Prompt A: Write out the listing below word for word, from the line containing "Note: pick out every instance of the hand in" through the end of the listing.

Passage:
----------------------------------------

This is work that has been going on in fits and starts for a couple years with contributions from @a-canary and Kees. And discussions with @masaori335 and @maskit. I have been using the project page https://github.com/apache/trafficserver/projects/9 to track issues and progress.

This latest effort builds upon @a-canary's earlier PoolableSession restructuring work and has been going in earnest since last December. I have run a version of this code against our 9.0.x (plus some other HTTP/2 commits to ease the merge) on one of our production boxes for several weeks. That worked out many memory management issues. In that environment it negotiated HTTP/2 with another ATS layer and an istio/envoy layer. About 20% of our outbound transactions were over H2.

I've just brought it back to master and rebased for this PR. Locally on my Centos7 box is passes autest, unit tests, and regression tests.

This code contains trailer logic to support gRPC. I have run versions of this code against one of the python examples in the gRPC repository, but that was last done in January. The gRPC/trailer support needs more testing, but it is a start.

----------------------------------------

Prompt B:
Answer these questions from the passage above:
(i) For how long was a version of this code run on a production box?
(ii) About what share of outbound transactions went over H2 in that environment?
(iii) In what month was the code last run against a gRPC python example?

----------------------------------------

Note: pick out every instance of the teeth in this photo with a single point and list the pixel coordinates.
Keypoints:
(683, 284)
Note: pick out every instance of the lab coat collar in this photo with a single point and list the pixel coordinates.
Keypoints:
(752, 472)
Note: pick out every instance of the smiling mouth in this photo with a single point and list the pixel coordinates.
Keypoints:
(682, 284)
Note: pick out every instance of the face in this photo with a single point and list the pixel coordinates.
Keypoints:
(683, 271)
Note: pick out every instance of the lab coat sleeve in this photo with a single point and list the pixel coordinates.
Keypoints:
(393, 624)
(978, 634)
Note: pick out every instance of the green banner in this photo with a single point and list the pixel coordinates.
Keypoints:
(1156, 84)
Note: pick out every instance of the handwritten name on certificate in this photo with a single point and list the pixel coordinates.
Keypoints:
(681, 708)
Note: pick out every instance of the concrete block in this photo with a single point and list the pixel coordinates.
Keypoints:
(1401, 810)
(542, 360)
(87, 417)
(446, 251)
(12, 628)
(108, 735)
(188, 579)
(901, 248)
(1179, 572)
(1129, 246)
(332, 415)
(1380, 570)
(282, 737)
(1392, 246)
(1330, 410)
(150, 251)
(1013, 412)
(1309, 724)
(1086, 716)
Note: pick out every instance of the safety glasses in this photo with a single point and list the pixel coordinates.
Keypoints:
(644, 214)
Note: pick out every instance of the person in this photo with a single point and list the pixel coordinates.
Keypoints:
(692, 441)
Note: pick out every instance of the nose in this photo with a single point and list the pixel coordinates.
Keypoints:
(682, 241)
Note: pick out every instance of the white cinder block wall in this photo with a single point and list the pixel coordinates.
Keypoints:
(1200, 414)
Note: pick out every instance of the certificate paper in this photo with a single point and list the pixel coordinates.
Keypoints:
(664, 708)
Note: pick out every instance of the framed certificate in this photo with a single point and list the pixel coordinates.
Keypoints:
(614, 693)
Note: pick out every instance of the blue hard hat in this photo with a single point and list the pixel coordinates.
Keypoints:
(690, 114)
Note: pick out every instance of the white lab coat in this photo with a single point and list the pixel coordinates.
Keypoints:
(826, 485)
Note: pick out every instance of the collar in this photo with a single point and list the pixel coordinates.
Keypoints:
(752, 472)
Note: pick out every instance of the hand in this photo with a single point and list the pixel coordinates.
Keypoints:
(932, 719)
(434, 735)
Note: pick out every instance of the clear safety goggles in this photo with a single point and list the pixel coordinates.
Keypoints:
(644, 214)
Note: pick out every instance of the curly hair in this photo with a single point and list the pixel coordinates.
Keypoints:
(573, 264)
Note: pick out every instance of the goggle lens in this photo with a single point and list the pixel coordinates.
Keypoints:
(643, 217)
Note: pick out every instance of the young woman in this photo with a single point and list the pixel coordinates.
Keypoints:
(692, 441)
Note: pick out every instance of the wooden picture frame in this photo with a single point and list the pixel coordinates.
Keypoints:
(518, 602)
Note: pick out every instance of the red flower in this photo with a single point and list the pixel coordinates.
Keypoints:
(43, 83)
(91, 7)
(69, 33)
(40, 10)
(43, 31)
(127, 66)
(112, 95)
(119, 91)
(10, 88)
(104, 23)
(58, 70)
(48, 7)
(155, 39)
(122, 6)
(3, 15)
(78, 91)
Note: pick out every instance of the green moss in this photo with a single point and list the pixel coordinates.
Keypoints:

----------------------------------------

Correct output A:
Note: pick out every instance of the hand in this photo with a single point and list the pixel coordinates.
Keypoints:
(932, 719)
(434, 735)
Note: pick out every instance of the clear safety goggles in this photo with a single point and list the pixel coordinates.
Keypoints:
(644, 214)
Note: pick out every instance of the curly hair in this photo with a single point and list the pixel coordinates.
Keypoints:
(573, 264)
Note: pick out every instance of the goggle lens in this photo with a single point and list the pixel coordinates.
Keypoints:
(643, 217)
Note: pick out every instance of the young woman in this photo with a single point and list the pixel coordinates.
Keypoints:
(692, 441)
Note: pick out every instance of the wooden picture frame in this photo with a single point and list the pixel coordinates.
Keypoints:
(518, 602)
Note: pick out every instance of the red flower in this photo with a single point and list the pixel coordinates.
Keypoints:
(43, 83)
(91, 7)
(69, 33)
(40, 10)
(43, 31)
(127, 66)
(112, 95)
(119, 91)
(10, 88)
(104, 23)
(58, 70)
(48, 7)
(155, 39)
(122, 6)
(3, 15)
(78, 91)
Note: pick out every instance of the green moss in this photo with a single point and list the pixel coordinates.
Keypoints:

Correct output B:
(i) Several weeks
(ii) About 20%
(iii) January